◆ EXTRACTED TEXT
-- -- --

# So...why exactly am I so antisocial?



## Ormazd (Jan 26, 2010)

Introverted - Duh

Ignored - Being ignored has got to be one of the worst things. I can remember many a time when I'll be talking and then somebody else will start talking and of course I'll be ignored. Or I'll try to talk to somebody over the internet and...nothing...yay. I'm a fairly soft-spoken individual so it's not uncommon for me to have to repeat myself just so that the person actually realizes I'm talking to them. I'm also very good at sticking to the walls and corners and generally just being quiet, so often when I do speak someone will get surprised and say "oh I didn't know you were there", this get's annoying.

Fragile - I get hurt pretty easily I think. I can get pretty upset over some silly things.

Paranoid - The more I see other people lie to people that are not myself the more I assume people are lying to me. My brother when he was younger used to lie all the time, and my father when I still talked to him would also lie quite a bit, so I guess I'm just used to people being liars. Unless if I've decided that I can trust any given person (which rarely ever happens) I will usually assume that I'm being played for a fool.

People aren't very nice - It's easy to walk down the street and have some stranger harass you for no real reason. This in particular confuses me more than upsets me, I really just don't understand that kind of behaviour.

People are confusing - They often do things that don't make any sense at all, that are not beneficial to them and/or anyone else. I have a difficult time trying to deal with such levels of uncertainty.

Privacy - I like to keep to myself, even if I so badly want to share my world with someone else, I usually won't. I don't like people being able to see "Me", I think this scares me, I'm not entirely certain why this is.

Nervous - I have an easy time becoming nervous around people I don't know very well. Very uncomfortable.

Misinterpreting - People seem dead-set on misinterpreting the things I say. "I don't like receiving christmas/birthday gifts?" "Oh so you don't like people doing nice things for you?" *raaaage* "I don't like school" "Oh so you don't like learning?" *raaaage* *tries to do something nice for a friend* She thinks "oh no he's in love with me" or "he wants to get into my pants" *raaaage*

Hurting others - I don't know what hurts people and what doesn't, I try my best not to hurt others, but invariably I will. I don't like hurting people.

Weird looks - I guess I'm an odd guy, but all those "wtf is that guy doing?" looks while I'm trying to balance a pencil on a tower of dice or while I'm stomping the ground next to a puddle to make the water ripple, get annoying after a while.

-- -- --

◆ TASKS AND EXERCISES
A. In the forum post about being antisocial, what does someone often say when surprised that the writer speaks?
B. For each statement, say whether it agrees with the forum post about being antisocial, and quote the words that decide it. (i) Strangers harassing people on the street upsets the writer more than it confuses them. (ii) The writer's brother lied a lot when he was younger. (iii) The writer often decides that a given person can be trusted.
C. Carry on the forum post about being antisocial from the point where it stops.
The material that comes next has no connection to the forum post about being antisocial.

-- -- --

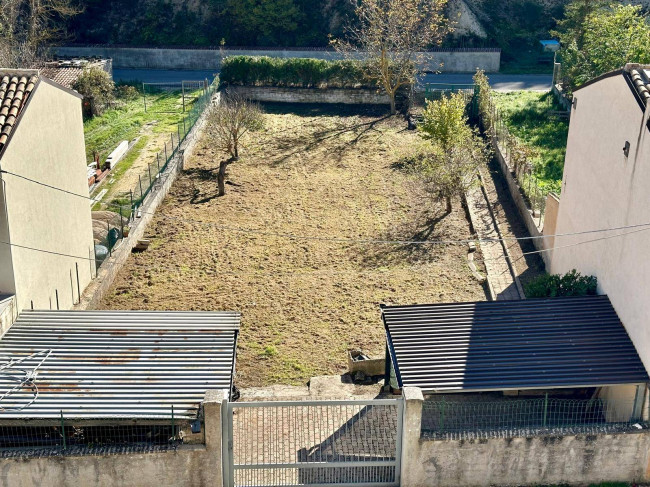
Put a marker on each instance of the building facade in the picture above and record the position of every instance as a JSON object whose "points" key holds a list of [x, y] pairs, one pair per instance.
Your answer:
{"points": [[605, 186], [47, 251]]}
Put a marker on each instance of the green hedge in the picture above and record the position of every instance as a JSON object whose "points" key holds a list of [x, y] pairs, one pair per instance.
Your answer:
{"points": [[293, 72]]}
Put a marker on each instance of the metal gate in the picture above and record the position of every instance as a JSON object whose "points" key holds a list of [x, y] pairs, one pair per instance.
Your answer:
{"points": [[315, 443]]}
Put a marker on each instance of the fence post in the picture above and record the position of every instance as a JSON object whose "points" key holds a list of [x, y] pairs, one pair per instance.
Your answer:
{"points": [[78, 285], [121, 223], [173, 425], [63, 430], [545, 408]]}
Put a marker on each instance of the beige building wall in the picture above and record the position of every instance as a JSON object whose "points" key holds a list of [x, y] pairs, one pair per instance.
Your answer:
{"points": [[601, 189], [48, 146]]}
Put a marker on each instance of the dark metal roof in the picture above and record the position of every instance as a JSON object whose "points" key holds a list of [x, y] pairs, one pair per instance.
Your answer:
{"points": [[99, 364], [523, 344]]}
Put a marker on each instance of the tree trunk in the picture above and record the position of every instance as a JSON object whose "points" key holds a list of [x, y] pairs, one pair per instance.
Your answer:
{"points": [[221, 177]]}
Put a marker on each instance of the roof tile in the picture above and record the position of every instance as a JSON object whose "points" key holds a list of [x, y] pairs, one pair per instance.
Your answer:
{"points": [[15, 89]]}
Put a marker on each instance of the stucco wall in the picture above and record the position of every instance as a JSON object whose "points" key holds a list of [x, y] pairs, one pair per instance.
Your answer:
{"points": [[48, 146], [452, 61], [539, 460], [307, 95], [189, 466], [601, 189]]}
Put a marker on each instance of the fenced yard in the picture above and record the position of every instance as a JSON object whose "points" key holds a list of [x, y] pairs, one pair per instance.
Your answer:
{"points": [[289, 247]]}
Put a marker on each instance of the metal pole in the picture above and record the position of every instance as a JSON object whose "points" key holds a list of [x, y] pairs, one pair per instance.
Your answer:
{"points": [[173, 425], [108, 238], [63, 430], [78, 285], [545, 408], [121, 223]]}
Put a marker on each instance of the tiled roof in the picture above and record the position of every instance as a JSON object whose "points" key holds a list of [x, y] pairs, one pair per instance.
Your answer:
{"points": [[641, 78], [66, 72], [15, 89]]}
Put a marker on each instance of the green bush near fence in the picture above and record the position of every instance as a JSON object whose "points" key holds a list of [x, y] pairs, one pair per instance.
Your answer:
{"points": [[293, 72], [555, 285]]}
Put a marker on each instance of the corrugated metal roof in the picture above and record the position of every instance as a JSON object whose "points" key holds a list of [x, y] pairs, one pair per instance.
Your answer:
{"points": [[523, 344], [110, 363]]}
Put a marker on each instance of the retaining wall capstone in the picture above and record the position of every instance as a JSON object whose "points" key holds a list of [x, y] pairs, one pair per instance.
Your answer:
{"points": [[312, 95], [444, 60]]}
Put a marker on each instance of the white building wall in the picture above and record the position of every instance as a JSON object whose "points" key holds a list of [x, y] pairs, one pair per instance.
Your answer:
{"points": [[48, 146], [604, 189]]}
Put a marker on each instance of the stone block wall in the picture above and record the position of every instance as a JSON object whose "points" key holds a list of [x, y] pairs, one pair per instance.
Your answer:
{"points": [[444, 60], [537, 460], [312, 95]]}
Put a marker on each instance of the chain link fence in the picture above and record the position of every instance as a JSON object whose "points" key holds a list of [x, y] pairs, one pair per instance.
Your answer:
{"points": [[111, 221], [70, 436], [518, 157], [456, 419]]}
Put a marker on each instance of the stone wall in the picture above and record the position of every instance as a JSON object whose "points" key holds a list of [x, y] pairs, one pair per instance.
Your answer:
{"points": [[312, 95], [445, 60], [539, 460], [533, 224], [188, 466]]}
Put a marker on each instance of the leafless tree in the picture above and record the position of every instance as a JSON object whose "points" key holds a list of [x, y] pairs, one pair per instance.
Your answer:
{"points": [[227, 123], [28, 27], [393, 36]]}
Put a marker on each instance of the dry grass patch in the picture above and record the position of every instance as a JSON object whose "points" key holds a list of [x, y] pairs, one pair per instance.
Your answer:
{"points": [[304, 302]]}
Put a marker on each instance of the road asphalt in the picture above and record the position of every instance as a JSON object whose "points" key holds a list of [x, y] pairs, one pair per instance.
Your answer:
{"points": [[500, 82]]}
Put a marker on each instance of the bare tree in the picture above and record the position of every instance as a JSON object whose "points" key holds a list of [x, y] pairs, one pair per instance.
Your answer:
{"points": [[393, 36], [227, 123], [449, 166], [27, 27]]}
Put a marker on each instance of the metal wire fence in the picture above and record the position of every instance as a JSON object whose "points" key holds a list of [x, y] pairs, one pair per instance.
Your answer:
{"points": [[171, 149], [67, 436], [454, 419]]}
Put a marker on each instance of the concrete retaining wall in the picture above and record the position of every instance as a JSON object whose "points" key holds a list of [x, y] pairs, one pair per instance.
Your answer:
{"points": [[189, 466], [540, 460], [312, 95], [445, 60]]}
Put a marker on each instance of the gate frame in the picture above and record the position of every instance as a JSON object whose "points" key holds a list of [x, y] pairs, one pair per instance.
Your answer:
{"points": [[228, 462]]}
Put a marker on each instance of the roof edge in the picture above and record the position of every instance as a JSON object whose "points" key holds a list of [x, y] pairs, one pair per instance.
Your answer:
{"points": [[19, 118]]}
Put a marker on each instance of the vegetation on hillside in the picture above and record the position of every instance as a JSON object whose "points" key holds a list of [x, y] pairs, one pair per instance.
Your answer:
{"points": [[530, 118], [556, 285], [292, 72], [598, 37]]}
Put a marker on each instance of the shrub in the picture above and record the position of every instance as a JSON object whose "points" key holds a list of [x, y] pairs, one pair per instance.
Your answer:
{"points": [[98, 90], [293, 72], [570, 284], [127, 92]]}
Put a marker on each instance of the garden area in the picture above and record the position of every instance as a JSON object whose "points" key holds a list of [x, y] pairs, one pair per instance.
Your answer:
{"points": [[533, 119], [148, 130], [303, 243]]}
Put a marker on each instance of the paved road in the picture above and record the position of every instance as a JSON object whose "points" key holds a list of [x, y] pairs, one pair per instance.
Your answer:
{"points": [[500, 82]]}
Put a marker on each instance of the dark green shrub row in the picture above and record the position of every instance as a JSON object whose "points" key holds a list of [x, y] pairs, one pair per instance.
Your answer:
{"points": [[570, 284], [293, 72]]}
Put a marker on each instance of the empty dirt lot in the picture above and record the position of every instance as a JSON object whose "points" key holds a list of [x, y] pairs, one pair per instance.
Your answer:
{"points": [[287, 246]]}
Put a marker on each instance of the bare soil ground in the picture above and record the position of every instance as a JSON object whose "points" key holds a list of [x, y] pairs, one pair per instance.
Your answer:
{"points": [[304, 301]]}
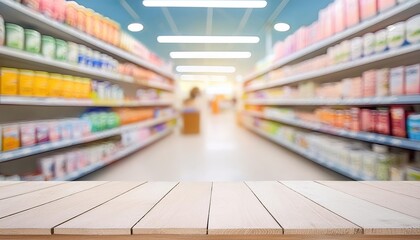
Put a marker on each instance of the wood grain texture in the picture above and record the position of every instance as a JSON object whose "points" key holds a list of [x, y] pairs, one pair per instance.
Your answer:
{"points": [[57, 212], [25, 187], [398, 202], [23, 202], [235, 210], [119, 215], [298, 215], [183, 211], [398, 187], [372, 218]]}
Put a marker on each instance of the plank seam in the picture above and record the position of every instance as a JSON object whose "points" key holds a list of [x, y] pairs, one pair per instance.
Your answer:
{"points": [[208, 215], [282, 229], [51, 201], [362, 231], [131, 229], [52, 229]]}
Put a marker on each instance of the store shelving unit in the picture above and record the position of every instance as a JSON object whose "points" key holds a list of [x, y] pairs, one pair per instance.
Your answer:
{"points": [[399, 13], [392, 58], [362, 136], [375, 101], [305, 153], [13, 11], [46, 147], [123, 153], [406, 55]]}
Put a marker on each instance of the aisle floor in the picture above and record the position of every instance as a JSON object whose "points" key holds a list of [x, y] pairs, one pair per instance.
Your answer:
{"points": [[224, 151]]}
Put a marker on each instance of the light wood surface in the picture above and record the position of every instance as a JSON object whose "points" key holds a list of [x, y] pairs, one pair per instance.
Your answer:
{"points": [[119, 215], [399, 187], [288, 207], [183, 211], [50, 215], [372, 218], [208, 211], [25, 187], [401, 203], [235, 210], [20, 203]]}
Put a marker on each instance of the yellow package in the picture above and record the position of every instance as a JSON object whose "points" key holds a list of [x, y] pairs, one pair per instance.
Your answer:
{"points": [[9, 81], [26, 83], [41, 82], [10, 138], [55, 88], [68, 86]]}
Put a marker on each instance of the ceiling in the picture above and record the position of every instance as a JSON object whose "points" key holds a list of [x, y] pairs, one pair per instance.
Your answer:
{"points": [[203, 21]]}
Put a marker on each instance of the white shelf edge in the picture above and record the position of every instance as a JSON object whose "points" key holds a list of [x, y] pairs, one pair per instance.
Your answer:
{"points": [[409, 99], [81, 36], [400, 8], [337, 68], [91, 72], [362, 136], [304, 153], [33, 101], [37, 149], [96, 166]]}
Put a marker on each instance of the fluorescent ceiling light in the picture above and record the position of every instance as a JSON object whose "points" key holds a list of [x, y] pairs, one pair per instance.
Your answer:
{"points": [[210, 54], [206, 3], [213, 69], [135, 27], [208, 39], [211, 78], [282, 27]]}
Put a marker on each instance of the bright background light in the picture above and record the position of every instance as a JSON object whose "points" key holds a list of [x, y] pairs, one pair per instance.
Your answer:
{"points": [[135, 27], [282, 27], [208, 39], [210, 54], [213, 69], [206, 3]]}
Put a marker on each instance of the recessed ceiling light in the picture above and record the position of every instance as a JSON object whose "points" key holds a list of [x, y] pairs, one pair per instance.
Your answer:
{"points": [[208, 39], [211, 78], [210, 54], [282, 27], [214, 69], [135, 27], [206, 3]]}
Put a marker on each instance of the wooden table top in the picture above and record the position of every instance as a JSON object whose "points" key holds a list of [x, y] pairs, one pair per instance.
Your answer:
{"points": [[206, 210]]}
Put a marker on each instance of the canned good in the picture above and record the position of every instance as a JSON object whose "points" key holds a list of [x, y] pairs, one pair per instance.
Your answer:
{"points": [[14, 36], [9, 81], [48, 46], [32, 41], [41, 81], [26, 82], [61, 50]]}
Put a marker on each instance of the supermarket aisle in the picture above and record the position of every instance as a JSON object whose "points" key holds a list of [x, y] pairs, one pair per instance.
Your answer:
{"points": [[222, 152]]}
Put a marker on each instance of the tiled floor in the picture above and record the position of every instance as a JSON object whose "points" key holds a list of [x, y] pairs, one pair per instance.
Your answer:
{"points": [[223, 152]]}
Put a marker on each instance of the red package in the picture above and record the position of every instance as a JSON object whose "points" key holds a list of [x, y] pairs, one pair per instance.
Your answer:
{"points": [[398, 121]]}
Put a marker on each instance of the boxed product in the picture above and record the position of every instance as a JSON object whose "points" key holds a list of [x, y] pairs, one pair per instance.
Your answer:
{"points": [[412, 79], [10, 137], [396, 81], [398, 121], [413, 125]]}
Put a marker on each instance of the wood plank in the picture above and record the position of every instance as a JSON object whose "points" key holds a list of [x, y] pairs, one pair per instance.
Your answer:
{"points": [[234, 209], [372, 218], [298, 215], [398, 187], [119, 215], [398, 202], [25, 187], [183, 211], [57, 212], [23, 202]]}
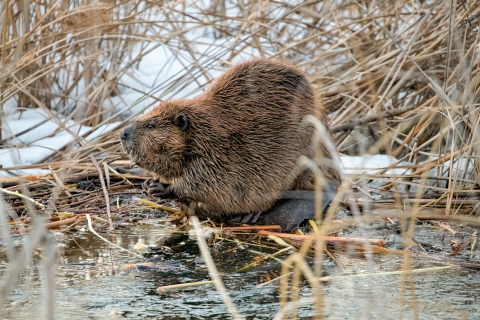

-- -- --

◆ TASK-BY-TASK RESULTS
A. "oh I didn't know you were there"

B.
(i) No: "This in particular confuses me more than upsets me"
(ii) Yes: "My brother when he was younger used to lie all the time"
(iii) No: "(which rarely ever happens)"

C.
People are stupid - and sometimes it causes me great distress...

Being touched - If I don't know you, if I don't love you in some way, if I haven't given you some kind of permission to touch me, do not fricking touch me.

Shaking hands - eugh...Do people actually expect this from other people? How horrible.

Eager - I think I have a tendency to go a bit overboard when I meet someone that I like, I give too much show too much or something and they get scared and leave. Or maybe I'm just not very interesting *shrugs*

Scared - People are scary. Hell, I get nervous talking to a cashier.

Experience - Generally speaking, I have not had good experiences dealing with other people. I've been lied to, cheated, betrayed, played for the fool, abandoned, ignored, hit, bullied, laughed at, been used as a doormat, and I'm sure I could continue.


I'm sure I'm not alone with many or all of these things. Got any tips and tricks?

Also: *not a complete list* :tongue:


----------



## AussieChick (Dec 27, 2010)

No Ormzad,you are not alone,i am very much like you in many ways,I'm ISFJ.I Am introverted,ignored,paranoid,harassed,confused,private(when i want to be alone),nervous,don't like hurting others,or being hurt,eager,scared (of the dark still)and had bad experiences similar to you.I don't really want to give you advice,as i am in the same situation as you,and need help myself.I am trying to become more assertive and confident by listening and taking the advice of friends who encourage and support me.It is good to have people who want to empower and lift your spirits.If you would like to add me as a friend ,i would be happy to lend you an understanding ear,and not expect anything in return.


----------



## AussieChick (Dec 27, 2010)

I spelt your name wrong Ormazd.I apologize for my mistake.


----------



## Napoleptic (Oct 29, 2010)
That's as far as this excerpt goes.